==== EXTRACTED ENTRIES ====
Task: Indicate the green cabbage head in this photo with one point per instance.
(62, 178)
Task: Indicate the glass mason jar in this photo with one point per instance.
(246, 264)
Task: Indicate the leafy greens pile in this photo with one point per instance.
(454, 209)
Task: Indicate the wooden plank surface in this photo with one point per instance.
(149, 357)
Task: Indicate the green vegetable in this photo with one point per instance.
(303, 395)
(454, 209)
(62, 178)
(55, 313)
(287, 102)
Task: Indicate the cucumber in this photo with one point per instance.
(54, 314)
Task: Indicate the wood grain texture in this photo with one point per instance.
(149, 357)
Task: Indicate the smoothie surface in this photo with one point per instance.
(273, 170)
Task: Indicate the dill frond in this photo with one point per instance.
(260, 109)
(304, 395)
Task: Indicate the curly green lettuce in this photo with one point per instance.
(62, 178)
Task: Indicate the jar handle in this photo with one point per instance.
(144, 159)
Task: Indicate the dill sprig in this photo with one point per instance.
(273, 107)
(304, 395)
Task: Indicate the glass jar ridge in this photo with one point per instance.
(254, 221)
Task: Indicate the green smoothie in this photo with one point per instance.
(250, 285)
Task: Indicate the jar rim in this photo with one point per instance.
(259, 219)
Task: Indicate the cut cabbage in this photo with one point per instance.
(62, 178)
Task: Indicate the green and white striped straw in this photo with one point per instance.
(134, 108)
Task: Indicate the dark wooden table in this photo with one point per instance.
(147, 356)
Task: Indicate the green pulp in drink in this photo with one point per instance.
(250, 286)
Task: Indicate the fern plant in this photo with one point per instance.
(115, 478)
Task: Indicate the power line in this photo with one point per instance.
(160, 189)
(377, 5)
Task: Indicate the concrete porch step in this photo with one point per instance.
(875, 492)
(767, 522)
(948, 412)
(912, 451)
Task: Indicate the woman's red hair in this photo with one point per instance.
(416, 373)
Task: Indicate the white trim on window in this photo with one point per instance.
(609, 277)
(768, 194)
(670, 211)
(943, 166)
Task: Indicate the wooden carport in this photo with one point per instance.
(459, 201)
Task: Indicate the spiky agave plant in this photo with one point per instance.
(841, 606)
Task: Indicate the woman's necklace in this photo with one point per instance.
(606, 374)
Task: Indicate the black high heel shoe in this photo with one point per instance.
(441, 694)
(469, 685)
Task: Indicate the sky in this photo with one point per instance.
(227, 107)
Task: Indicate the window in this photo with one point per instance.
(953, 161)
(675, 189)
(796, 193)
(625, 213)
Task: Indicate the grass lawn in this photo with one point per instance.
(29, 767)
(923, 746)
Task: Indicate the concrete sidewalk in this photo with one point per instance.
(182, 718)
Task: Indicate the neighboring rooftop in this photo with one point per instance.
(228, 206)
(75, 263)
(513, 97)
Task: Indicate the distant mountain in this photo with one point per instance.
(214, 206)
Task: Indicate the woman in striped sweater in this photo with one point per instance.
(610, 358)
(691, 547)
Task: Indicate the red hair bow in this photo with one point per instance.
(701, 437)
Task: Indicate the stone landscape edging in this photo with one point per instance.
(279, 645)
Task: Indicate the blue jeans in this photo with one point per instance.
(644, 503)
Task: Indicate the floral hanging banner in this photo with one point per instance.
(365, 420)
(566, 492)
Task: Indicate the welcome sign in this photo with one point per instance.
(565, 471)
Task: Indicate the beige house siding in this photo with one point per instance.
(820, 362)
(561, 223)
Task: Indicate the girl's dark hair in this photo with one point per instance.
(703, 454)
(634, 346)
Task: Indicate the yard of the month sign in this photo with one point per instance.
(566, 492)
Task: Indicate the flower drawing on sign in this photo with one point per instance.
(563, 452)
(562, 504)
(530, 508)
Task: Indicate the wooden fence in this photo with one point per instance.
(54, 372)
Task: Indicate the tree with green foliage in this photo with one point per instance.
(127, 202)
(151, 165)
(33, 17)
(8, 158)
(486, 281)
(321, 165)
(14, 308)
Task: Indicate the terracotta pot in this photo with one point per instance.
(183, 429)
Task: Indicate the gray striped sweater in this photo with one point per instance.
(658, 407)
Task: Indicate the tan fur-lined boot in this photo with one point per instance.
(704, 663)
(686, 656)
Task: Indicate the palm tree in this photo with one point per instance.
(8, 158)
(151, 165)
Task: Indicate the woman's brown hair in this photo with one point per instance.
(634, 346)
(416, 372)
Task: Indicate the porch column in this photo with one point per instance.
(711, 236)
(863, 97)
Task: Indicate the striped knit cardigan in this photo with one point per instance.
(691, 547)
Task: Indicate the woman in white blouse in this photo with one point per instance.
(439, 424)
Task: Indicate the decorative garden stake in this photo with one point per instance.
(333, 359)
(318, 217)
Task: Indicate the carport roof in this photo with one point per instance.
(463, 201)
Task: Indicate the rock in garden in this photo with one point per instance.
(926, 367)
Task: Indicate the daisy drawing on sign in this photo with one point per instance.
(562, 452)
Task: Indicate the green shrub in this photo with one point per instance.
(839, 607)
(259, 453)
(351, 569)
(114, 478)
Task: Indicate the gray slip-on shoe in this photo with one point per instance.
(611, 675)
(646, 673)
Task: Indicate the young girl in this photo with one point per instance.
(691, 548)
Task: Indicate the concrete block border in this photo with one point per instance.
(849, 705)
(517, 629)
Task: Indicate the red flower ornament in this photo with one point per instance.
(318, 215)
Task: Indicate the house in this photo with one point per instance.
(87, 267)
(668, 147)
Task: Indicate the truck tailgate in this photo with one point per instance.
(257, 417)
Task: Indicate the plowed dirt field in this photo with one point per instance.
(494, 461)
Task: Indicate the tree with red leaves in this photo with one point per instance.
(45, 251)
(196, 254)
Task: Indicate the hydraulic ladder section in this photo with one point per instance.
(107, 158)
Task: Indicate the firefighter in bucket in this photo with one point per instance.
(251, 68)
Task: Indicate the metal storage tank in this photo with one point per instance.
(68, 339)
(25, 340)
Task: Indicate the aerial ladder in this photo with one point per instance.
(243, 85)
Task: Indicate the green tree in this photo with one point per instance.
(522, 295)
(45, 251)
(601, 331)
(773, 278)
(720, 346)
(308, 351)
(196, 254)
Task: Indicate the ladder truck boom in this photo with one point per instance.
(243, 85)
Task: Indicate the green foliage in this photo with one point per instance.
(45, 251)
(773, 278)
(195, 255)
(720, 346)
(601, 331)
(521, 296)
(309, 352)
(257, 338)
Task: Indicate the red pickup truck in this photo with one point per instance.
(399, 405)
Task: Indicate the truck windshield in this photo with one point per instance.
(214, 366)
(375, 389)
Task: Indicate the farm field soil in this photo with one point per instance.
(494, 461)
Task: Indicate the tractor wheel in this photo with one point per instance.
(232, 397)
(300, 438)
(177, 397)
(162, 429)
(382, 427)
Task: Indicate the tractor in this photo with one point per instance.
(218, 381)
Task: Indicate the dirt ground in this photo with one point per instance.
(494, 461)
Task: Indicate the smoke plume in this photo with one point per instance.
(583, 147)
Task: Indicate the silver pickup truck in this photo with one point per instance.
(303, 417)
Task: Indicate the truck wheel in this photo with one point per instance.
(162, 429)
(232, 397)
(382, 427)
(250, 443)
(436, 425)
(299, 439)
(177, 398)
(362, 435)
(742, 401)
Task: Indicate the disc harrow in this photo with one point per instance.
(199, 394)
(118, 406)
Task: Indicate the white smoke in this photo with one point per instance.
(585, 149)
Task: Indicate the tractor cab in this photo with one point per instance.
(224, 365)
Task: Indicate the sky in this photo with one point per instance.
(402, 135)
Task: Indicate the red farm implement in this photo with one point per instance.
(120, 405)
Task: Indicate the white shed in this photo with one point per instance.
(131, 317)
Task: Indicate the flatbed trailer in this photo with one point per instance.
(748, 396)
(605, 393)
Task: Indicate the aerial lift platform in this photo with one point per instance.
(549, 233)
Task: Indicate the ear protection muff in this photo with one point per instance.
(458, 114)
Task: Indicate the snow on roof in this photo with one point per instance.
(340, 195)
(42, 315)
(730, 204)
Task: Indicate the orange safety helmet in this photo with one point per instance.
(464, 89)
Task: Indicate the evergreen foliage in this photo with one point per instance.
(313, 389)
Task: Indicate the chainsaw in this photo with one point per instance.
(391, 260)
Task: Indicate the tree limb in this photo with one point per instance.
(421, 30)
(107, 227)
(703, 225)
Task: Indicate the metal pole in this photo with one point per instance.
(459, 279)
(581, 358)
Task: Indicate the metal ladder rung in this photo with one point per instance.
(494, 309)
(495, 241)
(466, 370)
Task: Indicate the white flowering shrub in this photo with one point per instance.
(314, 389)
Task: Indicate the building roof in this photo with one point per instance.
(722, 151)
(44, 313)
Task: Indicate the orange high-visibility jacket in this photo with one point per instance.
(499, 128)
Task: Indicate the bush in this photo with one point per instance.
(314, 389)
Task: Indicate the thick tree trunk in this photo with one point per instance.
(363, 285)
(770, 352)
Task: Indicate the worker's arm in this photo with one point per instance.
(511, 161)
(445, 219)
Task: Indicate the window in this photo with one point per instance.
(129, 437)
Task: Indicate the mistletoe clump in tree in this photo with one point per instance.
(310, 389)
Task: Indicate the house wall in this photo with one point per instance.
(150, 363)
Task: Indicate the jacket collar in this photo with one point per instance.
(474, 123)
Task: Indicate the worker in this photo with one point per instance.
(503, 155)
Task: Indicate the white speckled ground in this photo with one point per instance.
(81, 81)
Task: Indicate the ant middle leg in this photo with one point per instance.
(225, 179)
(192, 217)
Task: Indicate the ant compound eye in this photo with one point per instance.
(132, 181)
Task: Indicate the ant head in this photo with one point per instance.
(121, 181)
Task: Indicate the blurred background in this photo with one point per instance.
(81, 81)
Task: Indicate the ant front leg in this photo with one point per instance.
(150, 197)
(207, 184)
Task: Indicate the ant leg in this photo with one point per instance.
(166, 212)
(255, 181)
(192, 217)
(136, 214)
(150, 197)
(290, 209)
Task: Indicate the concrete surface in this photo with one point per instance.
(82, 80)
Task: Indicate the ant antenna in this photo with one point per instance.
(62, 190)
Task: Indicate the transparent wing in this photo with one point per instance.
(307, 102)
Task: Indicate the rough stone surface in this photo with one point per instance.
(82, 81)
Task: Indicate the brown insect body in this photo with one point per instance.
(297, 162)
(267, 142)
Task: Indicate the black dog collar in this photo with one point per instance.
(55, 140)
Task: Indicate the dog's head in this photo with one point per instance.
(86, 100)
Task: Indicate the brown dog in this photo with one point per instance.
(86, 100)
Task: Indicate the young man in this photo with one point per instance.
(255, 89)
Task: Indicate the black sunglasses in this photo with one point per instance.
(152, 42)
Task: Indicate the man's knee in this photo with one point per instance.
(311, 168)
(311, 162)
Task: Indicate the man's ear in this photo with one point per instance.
====
> **PROBLEM DESCRIPTION**:
Only the lines from the one with "Task: Indicate the black sunglasses" through the final line above should be repeated, each exactly as written.

> **SOLVED PROBLEM**:
Task: Indicate the black sunglasses in this photo with one point per instance.
(152, 42)
Task: Indicate the man's knee in this photo with one point per instance.
(311, 168)
(311, 162)
Task: Indicate the man's ear in this photo with one point per instance.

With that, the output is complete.